═════ Input for this task ═════

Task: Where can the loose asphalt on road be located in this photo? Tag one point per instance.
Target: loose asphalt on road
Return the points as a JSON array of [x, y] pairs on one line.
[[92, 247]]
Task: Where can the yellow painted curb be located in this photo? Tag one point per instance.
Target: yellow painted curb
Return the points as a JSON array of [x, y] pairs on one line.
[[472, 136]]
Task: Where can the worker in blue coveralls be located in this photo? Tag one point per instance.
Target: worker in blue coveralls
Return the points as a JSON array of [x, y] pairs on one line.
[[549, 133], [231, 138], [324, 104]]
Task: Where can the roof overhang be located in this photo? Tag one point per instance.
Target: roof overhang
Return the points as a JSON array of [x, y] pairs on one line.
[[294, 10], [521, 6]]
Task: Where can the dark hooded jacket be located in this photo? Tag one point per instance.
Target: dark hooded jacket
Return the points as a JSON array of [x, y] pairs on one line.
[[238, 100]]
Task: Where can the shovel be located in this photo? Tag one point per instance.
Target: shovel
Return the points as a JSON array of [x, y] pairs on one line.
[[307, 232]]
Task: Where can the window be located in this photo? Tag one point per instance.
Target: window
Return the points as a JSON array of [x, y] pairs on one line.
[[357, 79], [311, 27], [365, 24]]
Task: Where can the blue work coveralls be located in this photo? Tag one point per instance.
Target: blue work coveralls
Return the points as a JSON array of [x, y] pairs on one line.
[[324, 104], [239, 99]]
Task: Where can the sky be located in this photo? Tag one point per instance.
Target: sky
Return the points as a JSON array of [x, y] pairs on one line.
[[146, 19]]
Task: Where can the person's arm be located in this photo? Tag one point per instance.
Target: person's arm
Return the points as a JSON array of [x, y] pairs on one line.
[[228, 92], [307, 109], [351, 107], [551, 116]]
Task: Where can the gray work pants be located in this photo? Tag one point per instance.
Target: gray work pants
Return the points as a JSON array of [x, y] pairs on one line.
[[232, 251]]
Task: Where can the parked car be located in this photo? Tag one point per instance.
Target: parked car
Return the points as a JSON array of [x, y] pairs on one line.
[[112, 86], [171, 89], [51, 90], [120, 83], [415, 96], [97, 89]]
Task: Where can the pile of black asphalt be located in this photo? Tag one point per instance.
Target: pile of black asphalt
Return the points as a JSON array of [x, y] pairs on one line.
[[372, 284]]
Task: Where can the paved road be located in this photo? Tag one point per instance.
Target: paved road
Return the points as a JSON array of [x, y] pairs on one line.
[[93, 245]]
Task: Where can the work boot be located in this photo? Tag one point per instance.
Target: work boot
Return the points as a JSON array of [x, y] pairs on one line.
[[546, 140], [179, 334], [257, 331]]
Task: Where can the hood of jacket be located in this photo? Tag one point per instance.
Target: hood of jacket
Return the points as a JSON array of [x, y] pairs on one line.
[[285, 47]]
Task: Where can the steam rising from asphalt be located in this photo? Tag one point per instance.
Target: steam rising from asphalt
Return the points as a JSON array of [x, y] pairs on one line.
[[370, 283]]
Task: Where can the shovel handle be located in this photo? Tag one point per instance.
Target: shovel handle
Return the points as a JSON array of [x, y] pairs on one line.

═════

Please reproduce all of the material above word for word, keeping every line in its original order.

» The output
Task: Where can the loose asphalt on road be located in this photo? Tag one point per instance.
Target: loose asphalt on road
Return the points as a JSON array of [x, y] pairs on one line.
[[92, 247]]
Task: Where can the yellow painted curb be located in this photo? Tag one point per instance.
Target: yellow painted curb
Return the points as a JSON array of [x, y] pairs on one line.
[[472, 136]]
Task: Where can the worker in blue coveralls be located in this photo? Tag one point per instance.
Target: worker in blue coveralls
Return the points as a JSON array of [x, y] pairs on one line.
[[549, 133], [231, 138], [324, 104]]
Task: Where can the roof overhang be located in this photo? Tag one point per instance.
Target: roof overhang
Return the points as a JSON array of [x, y] pairs on one line.
[[294, 10], [521, 6]]
Task: Where can the dark hooded jacket be located in this photo? Tag one point per instance.
Target: dark hooded jacket
Return the points as a JSON array of [x, y] pairs on one line.
[[238, 100]]
Task: Where can the shovel be located in this photo? Tag one point per instance.
Target: shovel
Return the points as a JSON array of [x, y] pairs on one line.
[[307, 232]]
Task: Where can the window be located in this photo? Tag one point per instance.
Target: window
Return the points as a JSON array of [x, y] pairs on one line.
[[357, 79], [311, 27], [365, 24]]
Task: Where can the blue work coveralls be located in this photo? Tag one point per instance.
Target: blue work coveralls
Return the points as a JSON array of [x, y] pairs on one line.
[[324, 104], [239, 99]]
Task: Where can the sky be located in this photo? Tag one point per instance.
Target: sky
Return the points as a JSON array of [x, y] pairs on one line.
[[146, 19]]
Task: Where can the person's arm be located in this photo? Tag one point per instance.
Target: person's arm
Return the points as a JSON array of [x, y] pairs on one line.
[[228, 92], [307, 109], [351, 107], [551, 116]]
Task: Where can the gray work pants be located in this photo? Tag one point per instance.
Target: gray work pants
Return the points as a JSON array of [x, y] pairs on one line.
[[232, 251]]
Task: Where can the parked car be located in this photo? Tag one point per instance.
Target: parked car
Return the points as a JSON array of [x, y] pairs on one line.
[[112, 86], [171, 89], [51, 90], [120, 83], [415, 96], [97, 89]]
Task: Where can the pile of black asphalt be located in this photo? Tag one point per instance.
Target: pile of black asphalt
Return the points as a JSON array of [x, y] pairs on one line.
[[372, 284]]
Task: Where can the paved road be located in this photo? Tag one point per instance.
Target: paved road
Return the points as a JSON array of [x, y] pairs on one line.
[[93, 245]]
Task: Where can the work boot be located in this photo? Tag one point per instance.
Target: work boot
Return the points as a JSON array of [x, y] pairs on one line.
[[546, 140], [179, 334], [257, 331]]
Task: Where can the hood of jacket be located in this photo? Tag one point per instance.
Target: hood of jacket
Return the points as a JSON array of [x, y] pairs on one line.
[[285, 47]]
Task: Where can the steam rising from asphalt be located in this photo? Tag one point per instance.
Target: steam rising from asphalt
Return the points as a JSON array of [x, y] pairs on one line.
[[370, 283]]
Task: Where can the shovel handle be located in this photo? Tag one point per instance.
Target: shovel handle
Return the points as a JSON array of [x, y] pairs on one line.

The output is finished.